Upon due exercise of the Option, the Company shall issue certificates
representing shares of Common Stock registered in the name of the person
exercising the Option.
 
                                       A-4
<PAGE>   23
 
     5. Withholding of Taxes. The Company shall be entitled to withhold from any
payments otherwise due Optionee such amounts as may be necessary to satisfy any
federal income tax withholding requirement with respect to the exercise of the
Option, the transfer of shares of Common Stock, or the disposition of such
shares, and may, if necessary, collect from Optionee additional amounts
necessary to satisfy the withholding requirement.
 
     6. Non-Transferability of Option. The Option is not assignable or
transferable by Optionee otherwise than by will or the laws of descent and
distribution and during the lifetime of Optionee may only be exercised by
Optionee.

::::

**SHORT EXERCISE 1**
Count how many lines in the entries below contain the word "boat", with case counting. Give only the number.

**DATA SUPPLIED**
::::

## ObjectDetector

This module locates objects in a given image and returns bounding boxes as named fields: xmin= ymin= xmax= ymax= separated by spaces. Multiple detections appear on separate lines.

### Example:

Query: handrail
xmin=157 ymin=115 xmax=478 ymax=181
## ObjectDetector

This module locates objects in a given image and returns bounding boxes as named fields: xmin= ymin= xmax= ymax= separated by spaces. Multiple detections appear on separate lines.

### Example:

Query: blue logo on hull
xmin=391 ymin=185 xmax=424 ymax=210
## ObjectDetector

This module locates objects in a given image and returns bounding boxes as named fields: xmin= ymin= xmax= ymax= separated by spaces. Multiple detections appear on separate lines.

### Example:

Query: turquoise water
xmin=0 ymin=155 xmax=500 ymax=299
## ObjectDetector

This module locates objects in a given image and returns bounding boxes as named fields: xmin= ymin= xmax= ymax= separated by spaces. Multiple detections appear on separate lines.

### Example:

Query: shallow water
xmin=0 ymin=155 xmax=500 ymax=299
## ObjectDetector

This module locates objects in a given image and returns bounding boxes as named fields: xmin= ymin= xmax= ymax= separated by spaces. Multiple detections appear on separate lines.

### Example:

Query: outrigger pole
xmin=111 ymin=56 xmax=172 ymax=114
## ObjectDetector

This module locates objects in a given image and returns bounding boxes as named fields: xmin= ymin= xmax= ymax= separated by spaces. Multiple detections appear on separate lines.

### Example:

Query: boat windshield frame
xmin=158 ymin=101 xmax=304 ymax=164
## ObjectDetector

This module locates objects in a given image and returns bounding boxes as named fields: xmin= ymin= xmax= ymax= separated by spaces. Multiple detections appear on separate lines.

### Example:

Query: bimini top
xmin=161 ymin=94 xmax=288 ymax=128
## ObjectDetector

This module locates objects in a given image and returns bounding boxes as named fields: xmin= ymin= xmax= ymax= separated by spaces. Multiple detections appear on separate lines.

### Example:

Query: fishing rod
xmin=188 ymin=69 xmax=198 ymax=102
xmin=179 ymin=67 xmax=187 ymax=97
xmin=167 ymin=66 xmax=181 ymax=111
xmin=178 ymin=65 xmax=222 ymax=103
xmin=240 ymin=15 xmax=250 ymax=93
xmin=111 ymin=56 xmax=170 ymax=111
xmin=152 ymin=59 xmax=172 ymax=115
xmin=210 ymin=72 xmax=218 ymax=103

::::

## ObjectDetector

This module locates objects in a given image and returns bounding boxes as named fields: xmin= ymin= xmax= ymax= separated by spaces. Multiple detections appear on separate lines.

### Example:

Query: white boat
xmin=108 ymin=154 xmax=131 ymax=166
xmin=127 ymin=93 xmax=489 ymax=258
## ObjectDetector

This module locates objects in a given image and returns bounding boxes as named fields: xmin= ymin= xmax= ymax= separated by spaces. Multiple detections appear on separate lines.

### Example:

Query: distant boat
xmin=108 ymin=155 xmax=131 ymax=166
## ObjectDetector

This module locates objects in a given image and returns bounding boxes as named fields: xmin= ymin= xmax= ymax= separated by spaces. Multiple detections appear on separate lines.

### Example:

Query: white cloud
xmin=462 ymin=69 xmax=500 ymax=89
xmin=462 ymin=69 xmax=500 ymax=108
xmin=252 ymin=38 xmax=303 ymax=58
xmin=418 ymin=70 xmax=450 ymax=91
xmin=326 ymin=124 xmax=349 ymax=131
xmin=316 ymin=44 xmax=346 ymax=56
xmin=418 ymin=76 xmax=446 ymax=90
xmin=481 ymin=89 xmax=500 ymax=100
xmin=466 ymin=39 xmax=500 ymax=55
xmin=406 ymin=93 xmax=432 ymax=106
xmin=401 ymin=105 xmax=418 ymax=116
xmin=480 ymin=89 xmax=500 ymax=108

::::

**SHORT EXERCISE 2**
Output the part of the stock option text that begins with "Upon due exercise" and ends with "the withholding requirement.", copied word for word.

**RESULT 1**
3

**RESULT 2**
Upon due exercise of the Option, the Company shall issue certificates
representing shares of Common Stock registered in the name of the person
exercising the Option.
 
                                       A-4
<PAGE>   23
 
     5. Withholding of Taxes. The Company shall be entitled to withhold from any
payments otherwise due Optionee such amounts as may be necessary to satisfy any
federal income tax withholding requirement with respect to the exercise of the
Option, the transfer of shares of Common Stock, or the disposition of such
shares, and may, if necessary, collect from Optionee additional amounts
necessary to satisfy the withholding requirement.